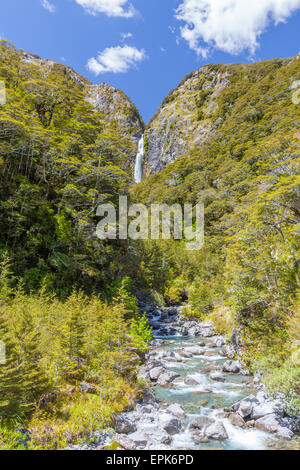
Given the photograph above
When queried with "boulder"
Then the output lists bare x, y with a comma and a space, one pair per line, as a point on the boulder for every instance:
143, 373
124, 425
201, 422
194, 331
261, 410
125, 442
191, 380
219, 341
245, 409
156, 372
236, 420
283, 433
195, 350
167, 378
217, 377
216, 431
139, 438
251, 399
229, 351
232, 367
170, 424
176, 410
269, 423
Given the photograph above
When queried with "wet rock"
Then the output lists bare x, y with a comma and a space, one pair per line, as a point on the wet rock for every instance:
158, 447
219, 341
167, 378
261, 410
143, 373
236, 420
124, 425
250, 424
156, 434
176, 410
170, 424
125, 442
190, 380
195, 350
232, 367
185, 354
250, 399
245, 409
139, 438
229, 351
216, 431
184, 331
194, 331
269, 423
87, 388
217, 377
201, 422
156, 372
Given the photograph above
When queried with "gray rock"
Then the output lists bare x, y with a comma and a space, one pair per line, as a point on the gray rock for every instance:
283, 433
124, 425
171, 424
195, 350
229, 351
236, 420
139, 438
219, 341
190, 380
261, 410
217, 377
176, 410
167, 378
125, 442
201, 422
156, 372
232, 367
245, 409
269, 423
216, 431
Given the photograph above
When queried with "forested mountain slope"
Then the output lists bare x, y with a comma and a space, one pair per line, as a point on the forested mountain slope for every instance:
65, 147
234, 105
229, 136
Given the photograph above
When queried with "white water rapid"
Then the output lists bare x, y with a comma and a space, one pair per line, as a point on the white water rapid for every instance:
138, 170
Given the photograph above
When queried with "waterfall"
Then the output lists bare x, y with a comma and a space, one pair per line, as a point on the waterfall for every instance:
138, 171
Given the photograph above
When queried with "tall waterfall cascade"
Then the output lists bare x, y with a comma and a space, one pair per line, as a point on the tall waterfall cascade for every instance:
138, 171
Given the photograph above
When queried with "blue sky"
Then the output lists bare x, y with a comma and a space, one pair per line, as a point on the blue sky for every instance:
145, 47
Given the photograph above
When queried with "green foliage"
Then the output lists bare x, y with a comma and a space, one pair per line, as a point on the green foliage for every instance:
282, 377
60, 158
141, 332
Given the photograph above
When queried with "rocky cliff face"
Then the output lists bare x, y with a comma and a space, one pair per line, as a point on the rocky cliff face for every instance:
178, 125
196, 111
116, 108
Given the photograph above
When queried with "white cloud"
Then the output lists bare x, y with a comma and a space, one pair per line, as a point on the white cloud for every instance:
49, 6
230, 25
125, 36
116, 59
109, 7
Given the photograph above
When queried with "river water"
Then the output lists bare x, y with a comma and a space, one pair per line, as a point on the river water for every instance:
198, 394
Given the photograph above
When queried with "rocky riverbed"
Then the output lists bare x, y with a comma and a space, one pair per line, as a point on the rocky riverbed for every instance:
197, 398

◆ **PROBLEM**
Write out the lines above from the one containing "on the river" through the last, exactly as they are.

◆ **WRITTEN RESPONSE**
Then the output lists bare x, y with a comma and a space, one pair per line, as a point on the river water for every instance:
198, 394
Given the photograph above
When queried with "rocky riverbed"
Then the output lists bare x, y with a comma and a space, one pair per line, as a point on the rocky riverbed for every instance:
197, 398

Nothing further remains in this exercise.